Written instruction. Copy the listing below word for word, from its first line to its last.

Dataset rows showing where objects appear.
>>>
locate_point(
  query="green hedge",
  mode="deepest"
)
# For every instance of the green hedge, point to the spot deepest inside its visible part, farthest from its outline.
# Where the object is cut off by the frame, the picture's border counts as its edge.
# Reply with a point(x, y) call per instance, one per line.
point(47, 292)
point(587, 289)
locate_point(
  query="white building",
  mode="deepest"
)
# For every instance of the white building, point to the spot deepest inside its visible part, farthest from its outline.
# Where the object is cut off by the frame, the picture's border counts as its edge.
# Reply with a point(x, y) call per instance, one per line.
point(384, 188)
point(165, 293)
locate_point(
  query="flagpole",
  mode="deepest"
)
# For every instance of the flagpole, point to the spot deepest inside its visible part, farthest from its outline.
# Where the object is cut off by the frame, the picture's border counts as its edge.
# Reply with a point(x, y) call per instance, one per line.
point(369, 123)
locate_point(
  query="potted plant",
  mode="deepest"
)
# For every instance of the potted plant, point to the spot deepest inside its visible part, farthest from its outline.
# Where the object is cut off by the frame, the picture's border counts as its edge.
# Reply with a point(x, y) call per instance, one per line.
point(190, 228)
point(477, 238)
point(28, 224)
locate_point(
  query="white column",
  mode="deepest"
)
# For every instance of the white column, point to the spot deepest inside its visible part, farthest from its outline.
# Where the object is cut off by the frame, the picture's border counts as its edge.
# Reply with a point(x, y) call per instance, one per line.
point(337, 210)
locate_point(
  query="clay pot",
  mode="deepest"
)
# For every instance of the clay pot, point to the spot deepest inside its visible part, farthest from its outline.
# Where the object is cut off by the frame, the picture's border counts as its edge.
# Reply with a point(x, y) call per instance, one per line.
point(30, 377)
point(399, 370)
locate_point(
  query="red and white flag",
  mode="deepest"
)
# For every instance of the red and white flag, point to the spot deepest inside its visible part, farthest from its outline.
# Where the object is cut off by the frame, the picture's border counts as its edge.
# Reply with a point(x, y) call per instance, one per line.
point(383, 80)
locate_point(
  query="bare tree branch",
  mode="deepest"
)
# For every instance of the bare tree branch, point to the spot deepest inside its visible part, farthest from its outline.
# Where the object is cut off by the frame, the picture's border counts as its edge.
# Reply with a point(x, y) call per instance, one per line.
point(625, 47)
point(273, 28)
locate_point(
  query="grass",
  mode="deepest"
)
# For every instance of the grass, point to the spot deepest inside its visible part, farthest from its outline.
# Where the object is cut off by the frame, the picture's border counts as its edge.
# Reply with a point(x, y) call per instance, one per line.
<<<
Right answer.
locate_point(
  query="green hedge",
  mode="deepest"
)
# For every instance of the green hedge, point to the spot deepest inside its visible part, farthest from its outline.
# Where the object is cut off by the frame, the picture's border counts as its edge.
# Reply with a point(x, y) call per instance, one per line.
point(47, 292)
point(587, 289)
locate_point(
  query="white building",
  mode="deepest"
)
# For every instance of the white building, point to the spot deepest inside its visible part, farthest from its outline.
# Where the object is cut off by the frame, the picture's border counts as its edge.
# Reply with a point(x, y) call per instance, one per line.
point(384, 188)
point(165, 293)
locate_point(
  query="flagpole",
  mode="deepest"
)
# For every instance of the flagpole, point to the spot deepest inside its visible part, farthest from its outline.
# Where the object is cut off by the frame, the picture's border counts as its edge.
# Reply with a point(x, y) call per instance, one per line.
point(369, 123)
locate_point(
  query="potted plant",
  mode="deepest"
)
# For every instance of the potted plant, point to the spot deepest inside its visible part, farthest from its outline.
# Where the object is cut off by the frame, the picture's border counts as its edge.
# Reply with a point(x, y) call per instance, one per line.
point(190, 228)
point(477, 238)
point(28, 224)
locate_point(
  query="white column",
  mode="deepest"
)
# For every instance of the white column, point to the spot deepest inside its visible part, farthest from its outline.
# Where the object is cut off by the frame, the picture's border counts as its edge.
# Reply with a point(x, y) call per instance, one per line.
point(337, 210)
locate_point(
  query="clay pot",
  mode="deepest"
)
# For every instance of the clay pot, point to the spot deepest inside its visible part, farthest from its outline.
# Where the object is cut off by the frame, the picture's border counts as its edge.
# Reply with a point(x, y) call per instance, one per line.
point(30, 377)
point(399, 370)
locate_point(
  query="red and white flag",
  mode="deepest"
)
# For every instance of the red and white flag, point to the spot deepest inside its visible part, farthest from its outline.
# Where the object is cut off by the frame, the picture's border counts as its edge.
# Reply with a point(x, y) call per instance, one per line.
point(383, 80)
locate_point(
  query="bare tree branch",
  mode="deepest"
)
# For every instance of the bare tree branch, point to the spot deepest inside its visible part, farthest from its outline.
# Where the object is cut off by the frame, the picture's border counts as its edge.
# Reply with a point(x, y) call per instance, one per line.
point(625, 47)
point(273, 28)
locate_point(
  query="grass",
  mode="deepest"
)
# For every instance of the grass, point to the spot deepest inside its visible part, farthest from its outline.
# Where the object is cut off by the frame, the picture's border counts as its edge.
# Reply with a point(x, y) call per instance, one per line.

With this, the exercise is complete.